
  3. Seanna Avatar

    Oddly, a significant number of people, even progressive types, sometimes express concern that Canada has no laws regulating abortion. I have sometimes been challenged by forced birthers who ask if I think that a woman should be able to have a “late-term” abortion, and if so when/how should the line be drawn – what if the silly pregnant lady* capriciously decides that she wants to terminate her pregnancy at 39.5 weeks? To which I have responded that, yes, I do think that it is completely appropriate that there are no restrictions on abortion in Canada, and I have challenged them to show me a case in which their straw woman scenario has actually happened

    But to continue: There are, as pointed out in the OP, cases in which the fetus is non-viable, but doctors are not providing the clearly necessary medical treatment if it looks like an abortion, either claiming moral misgivings or fearing litigation. And women are dying as a result. Beyond that, there are somewhat less clear cases – for example, an accident or medical condition arises late in the pregnancy which necessitates a choice between an action to save the life of the woman which jeopardizes the pregnancy vs an action to save the pregnancy which jeopardizes the life of the woman. This decision must be up to the pregnant woman. She might choose to risk her life for the fetus, but it is her choice to make – not the government’s choice, not the courts’ choice, and not the doctors’ choice.

    * Because this is the Internet, I feel obliged to note that I am using this phrase as deliberate caricature, and I have not personally called women “ladies” for at least 50 years.

  4. Sumi Avatar

    iknklast, I realize, of course, that things are different in the US. Most significantly, in Canada only the federal government can make criminal law. Knock out the federal abortion law and nothing remains.

    The US, in contrast, has a patchwork of federal and state criminal law. I’m not a US lawyer, but my understanding of Dobbs is that regulating abortion is now left to the state legislatures. This means that doctors may want to be selective in where they challenge abortion laws, opting to start with states that have weaker penalties.

● Activity
Please write out the comments on abortion law in full, word for word. The entries after this point are separate material.

(Data taken from a collection)
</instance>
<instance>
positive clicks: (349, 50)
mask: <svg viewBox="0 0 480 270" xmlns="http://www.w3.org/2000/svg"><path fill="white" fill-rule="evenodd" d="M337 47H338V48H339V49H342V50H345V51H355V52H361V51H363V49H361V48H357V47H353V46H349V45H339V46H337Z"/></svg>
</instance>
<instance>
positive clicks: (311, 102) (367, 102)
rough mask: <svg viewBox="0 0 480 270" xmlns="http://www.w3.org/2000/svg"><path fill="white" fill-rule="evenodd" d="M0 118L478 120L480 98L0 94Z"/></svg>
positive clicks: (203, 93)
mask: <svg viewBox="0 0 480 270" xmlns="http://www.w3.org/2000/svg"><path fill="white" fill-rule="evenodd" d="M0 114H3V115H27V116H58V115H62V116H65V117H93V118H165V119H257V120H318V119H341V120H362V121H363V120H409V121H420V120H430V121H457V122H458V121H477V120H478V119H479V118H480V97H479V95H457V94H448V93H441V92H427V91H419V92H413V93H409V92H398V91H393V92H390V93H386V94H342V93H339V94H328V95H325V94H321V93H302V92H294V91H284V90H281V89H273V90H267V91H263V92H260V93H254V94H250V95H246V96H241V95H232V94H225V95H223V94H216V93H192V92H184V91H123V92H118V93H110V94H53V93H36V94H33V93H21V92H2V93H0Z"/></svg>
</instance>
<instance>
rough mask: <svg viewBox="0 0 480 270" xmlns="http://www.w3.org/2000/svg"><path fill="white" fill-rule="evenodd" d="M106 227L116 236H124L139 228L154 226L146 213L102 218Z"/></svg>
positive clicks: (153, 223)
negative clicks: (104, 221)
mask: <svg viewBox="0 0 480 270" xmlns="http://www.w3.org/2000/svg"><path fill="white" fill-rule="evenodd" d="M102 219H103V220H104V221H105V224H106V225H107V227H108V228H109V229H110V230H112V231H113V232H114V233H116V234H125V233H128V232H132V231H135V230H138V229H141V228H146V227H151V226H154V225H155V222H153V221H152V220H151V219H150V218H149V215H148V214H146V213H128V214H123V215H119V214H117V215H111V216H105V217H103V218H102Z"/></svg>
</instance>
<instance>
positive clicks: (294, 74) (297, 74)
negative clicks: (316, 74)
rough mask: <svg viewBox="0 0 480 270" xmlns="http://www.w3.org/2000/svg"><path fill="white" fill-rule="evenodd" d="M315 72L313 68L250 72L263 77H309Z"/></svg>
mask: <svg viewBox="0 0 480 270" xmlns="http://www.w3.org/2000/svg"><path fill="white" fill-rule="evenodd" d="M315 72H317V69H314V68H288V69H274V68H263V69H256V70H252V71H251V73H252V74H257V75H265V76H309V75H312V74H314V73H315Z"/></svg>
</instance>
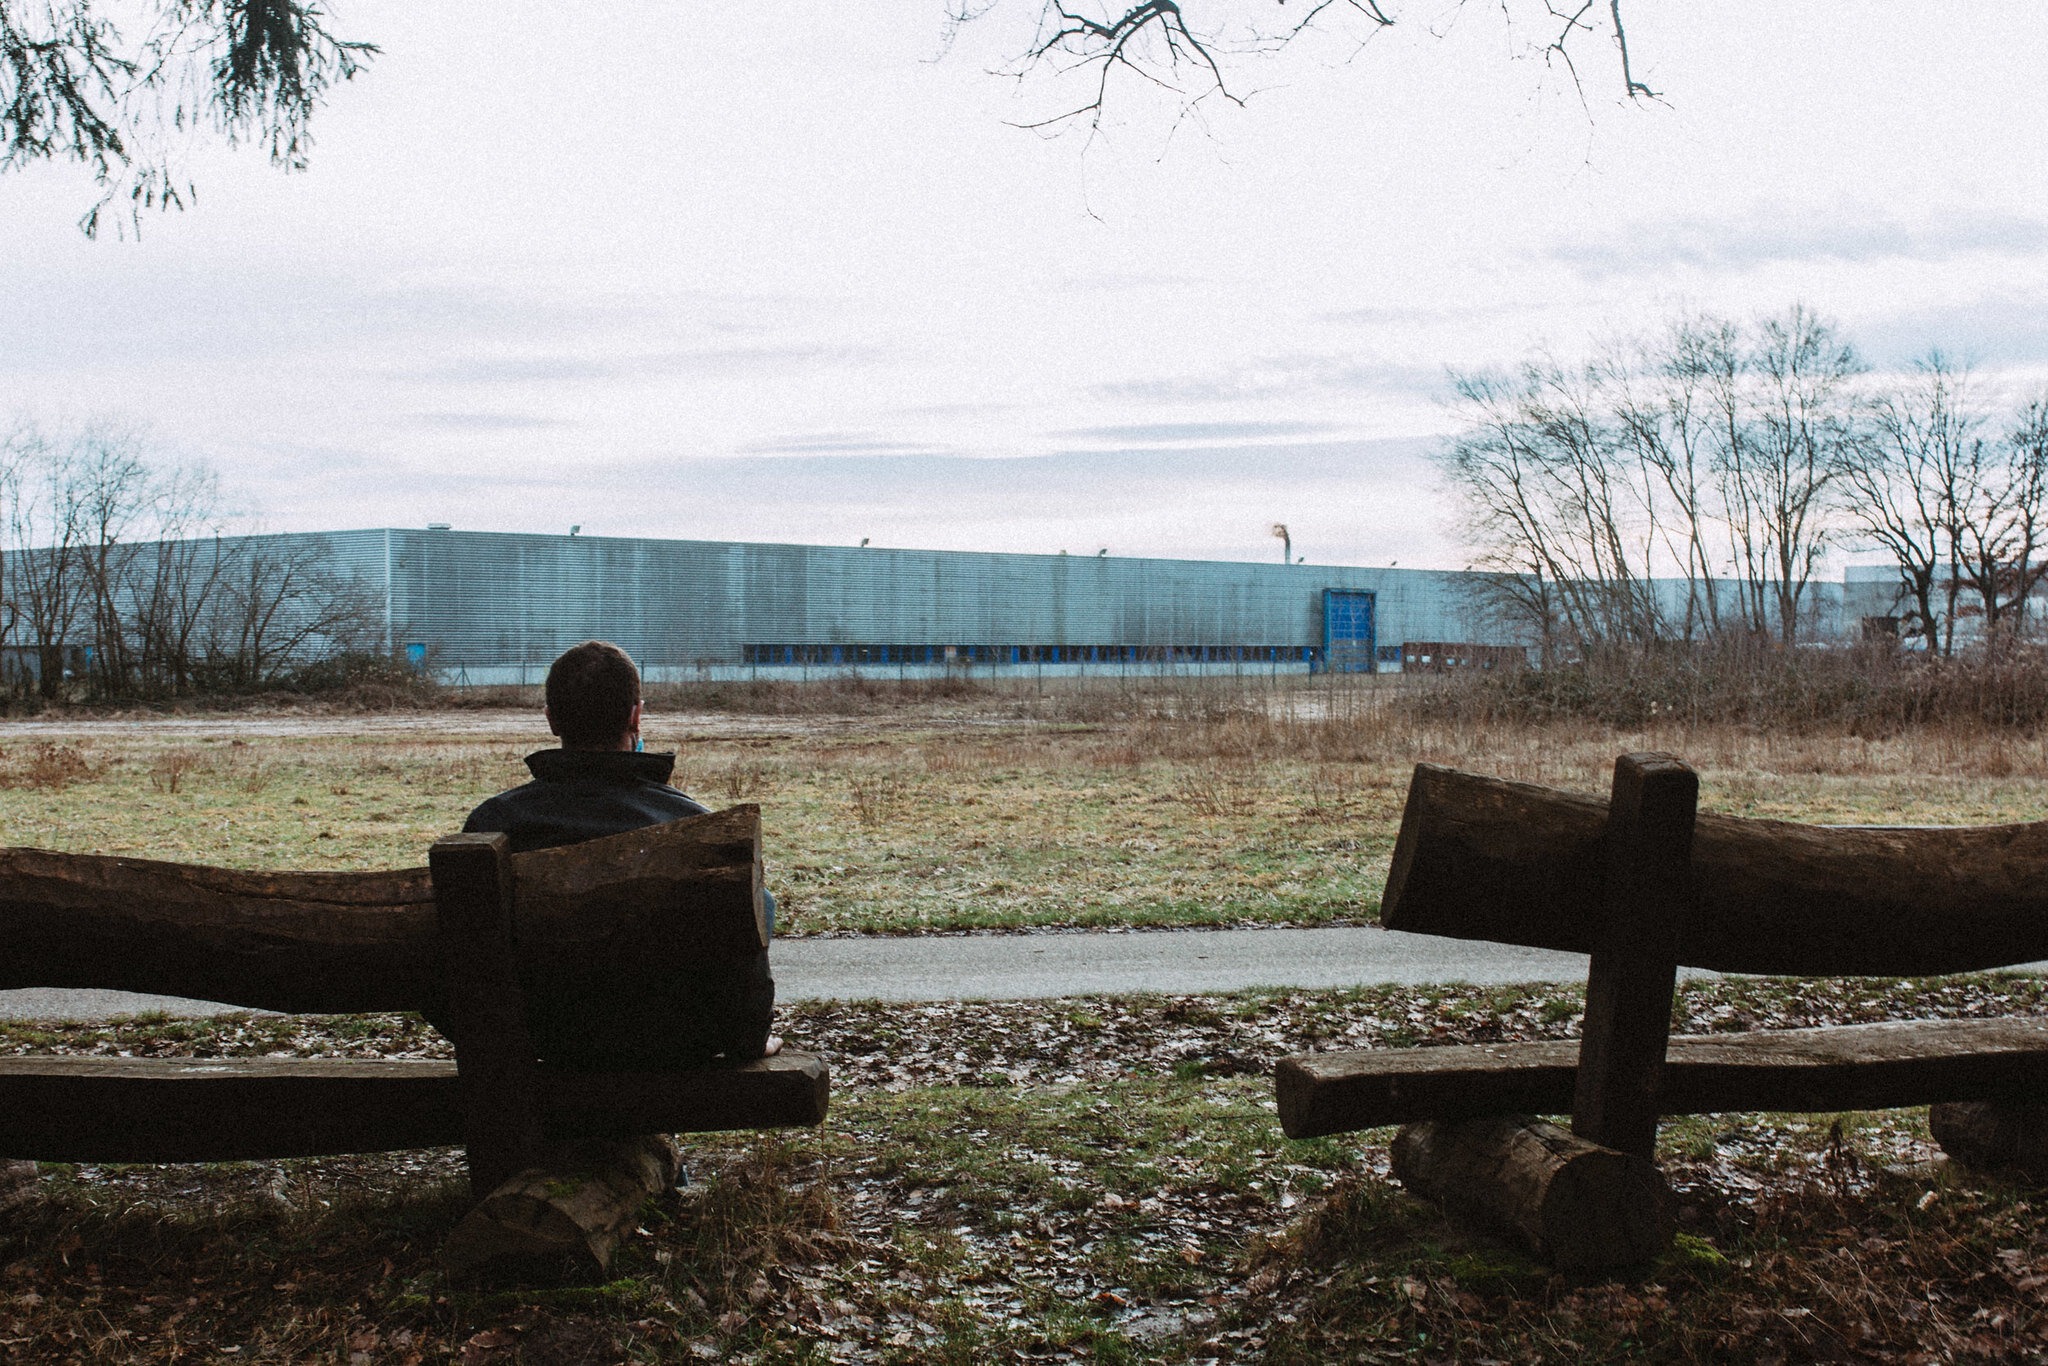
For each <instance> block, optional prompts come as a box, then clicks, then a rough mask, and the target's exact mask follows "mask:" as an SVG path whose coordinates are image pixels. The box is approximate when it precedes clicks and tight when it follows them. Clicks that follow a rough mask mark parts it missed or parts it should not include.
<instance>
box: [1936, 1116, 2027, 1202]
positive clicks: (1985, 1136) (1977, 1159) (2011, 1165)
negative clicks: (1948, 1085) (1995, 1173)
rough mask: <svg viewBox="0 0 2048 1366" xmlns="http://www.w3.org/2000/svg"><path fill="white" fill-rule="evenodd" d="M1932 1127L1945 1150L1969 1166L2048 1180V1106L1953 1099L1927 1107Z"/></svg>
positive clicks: (2020, 1175) (1954, 1156)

● Finished task

  3. Seanna Avatar

    Oddly, a significant number of people, even progressive types, sometimes express concern that Canada has no laws regulating abortion. I have sometimes been challenged by forced birthers who ask if I think that a woman should be able to have a “late-term” abortion, and if so when/how should the line be drawn – what if the silly pregnant lady* capriciously decides that she wants to terminate her pregnancy at 39.5 weeks? To which I have responded that, yes, I do think that it is completely appropriate that there are no restrictions on abortion in Canada, and I have challenged them to show me a case in which their straw woman scenario has actually happened

    But to continue: There are, as pointed out in the OP, cases in which the fetus is non-viable, but doctors are not providing the clearly necessary medical treatment if it looks like an abortion, either claiming moral misgivings or fearing litigation. And women are dying as a result. Beyond that, there are somewhat less clear cases – for example, an accident or medical condition arises late in the pregnancy which necessitates a choice between an action to save the life of the woman which jeopardizes the pregnancy vs an action to save the pregnancy which jeopardizes the life of the woman. This decision must be up to the pregnant woman. She might choose to risk her life for the fetus, but it is her choice to make – not the government’s choice, not the courts’ choice, and not the doctors’ choice.

    * Because this is the Internet, I feel obliged to note that I am using this phrase as deliberate caricature, and I have not personally called women “ladies” for at least 50 years.

  4. Sumi Avatar

    iknklast, I realize, of course, that things are different in the US. Most significantly, in Canada only the federal government can make criminal law. Knock out the federal abortion law and nothing remains.

    The US, in contrast, has a patchwork of federal and state criminal law. I’m not a US lawyer, but my understanding of Dobbs is that regulating abortion is now left to the state legislatures. This means that doctors may want to be selective in where they challenge abortion laws, opting to start with states that have weaker penalties.